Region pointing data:
-- Opening Marker --

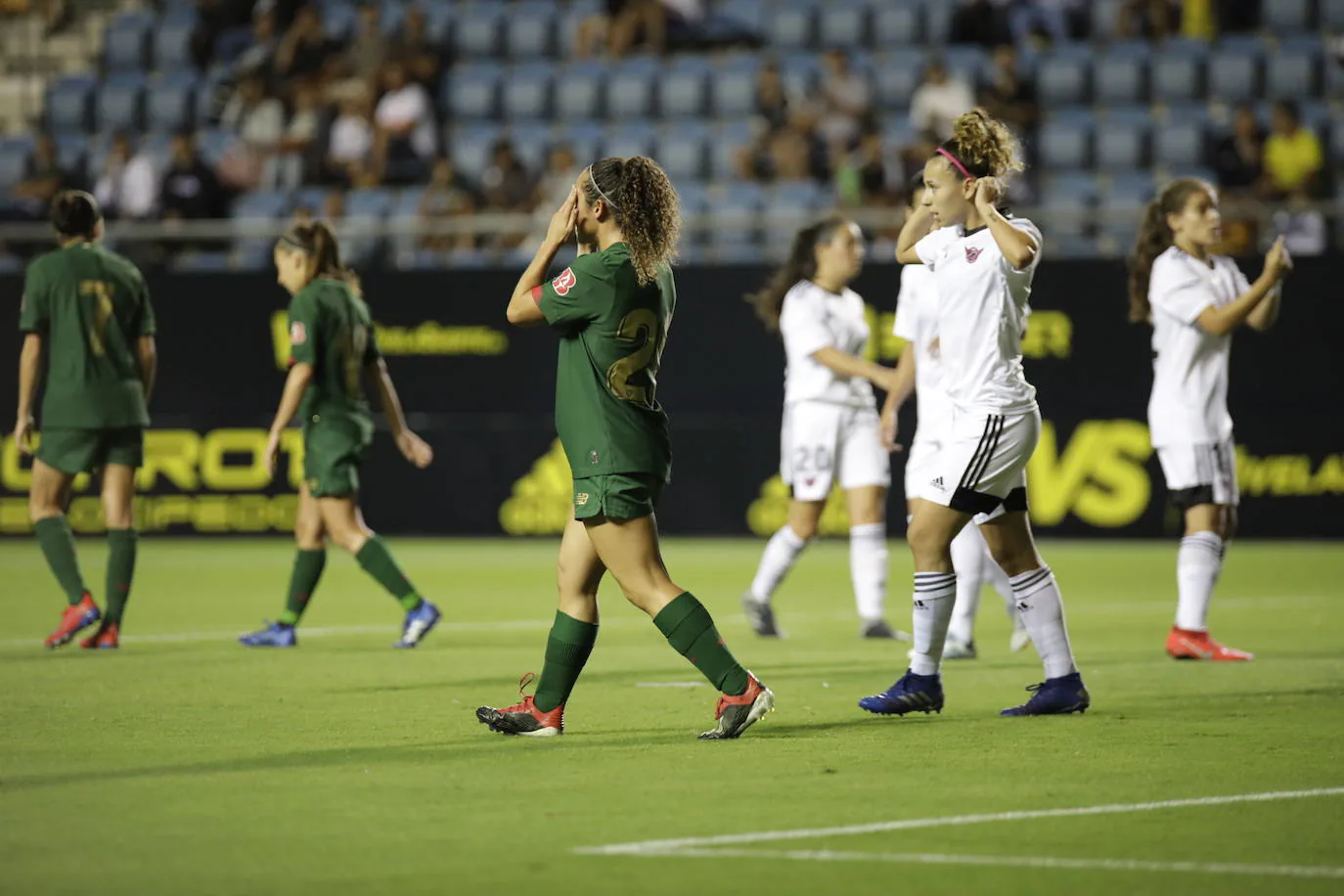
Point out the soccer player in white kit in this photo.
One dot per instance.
(983, 263)
(919, 371)
(1193, 301)
(829, 426)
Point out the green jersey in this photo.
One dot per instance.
(611, 337)
(331, 330)
(90, 306)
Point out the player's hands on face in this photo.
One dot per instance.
(414, 449)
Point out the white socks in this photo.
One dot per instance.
(781, 553)
(1043, 614)
(869, 568)
(933, 601)
(1197, 565)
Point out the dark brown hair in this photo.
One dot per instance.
(800, 265)
(1154, 238)
(644, 205)
(319, 242)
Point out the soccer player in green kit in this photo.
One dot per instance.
(333, 347)
(87, 310)
(611, 309)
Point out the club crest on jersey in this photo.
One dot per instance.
(564, 283)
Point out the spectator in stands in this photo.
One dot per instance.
(1148, 19)
(449, 195)
(978, 22)
(1293, 156)
(1238, 157)
(351, 147)
(1007, 94)
(128, 187)
(403, 121)
(844, 103)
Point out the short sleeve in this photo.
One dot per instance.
(302, 330)
(34, 306)
(578, 295)
(802, 327)
(1178, 291)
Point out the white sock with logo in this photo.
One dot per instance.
(1043, 612)
(969, 560)
(1199, 561)
(869, 568)
(781, 553)
(935, 593)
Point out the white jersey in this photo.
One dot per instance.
(981, 310)
(1188, 405)
(917, 323)
(811, 320)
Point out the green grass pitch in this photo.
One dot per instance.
(187, 765)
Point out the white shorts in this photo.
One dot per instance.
(981, 468)
(822, 442)
(1202, 473)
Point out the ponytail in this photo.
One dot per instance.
(1154, 238)
(800, 265)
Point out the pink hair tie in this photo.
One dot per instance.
(955, 161)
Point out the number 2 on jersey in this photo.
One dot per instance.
(101, 291)
(639, 324)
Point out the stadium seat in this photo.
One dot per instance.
(530, 29)
(791, 24)
(527, 90)
(683, 90)
(471, 90)
(844, 24)
(578, 92)
(119, 103)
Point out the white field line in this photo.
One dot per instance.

-- Closing Marker --

Exercise requirements: Each line from the beginning of the entries up to and including the one containing "Point out the player's" must be restated exactly. Pictures are to be left out.

Result for this task:
Point out the soccer player in white kit in this photo.
One dot per instance.
(983, 263)
(919, 371)
(1193, 301)
(829, 426)
Point out the green jersey in this photo.
One dot per instance.
(611, 337)
(331, 330)
(90, 306)
Point out the player's hands on face in this photo.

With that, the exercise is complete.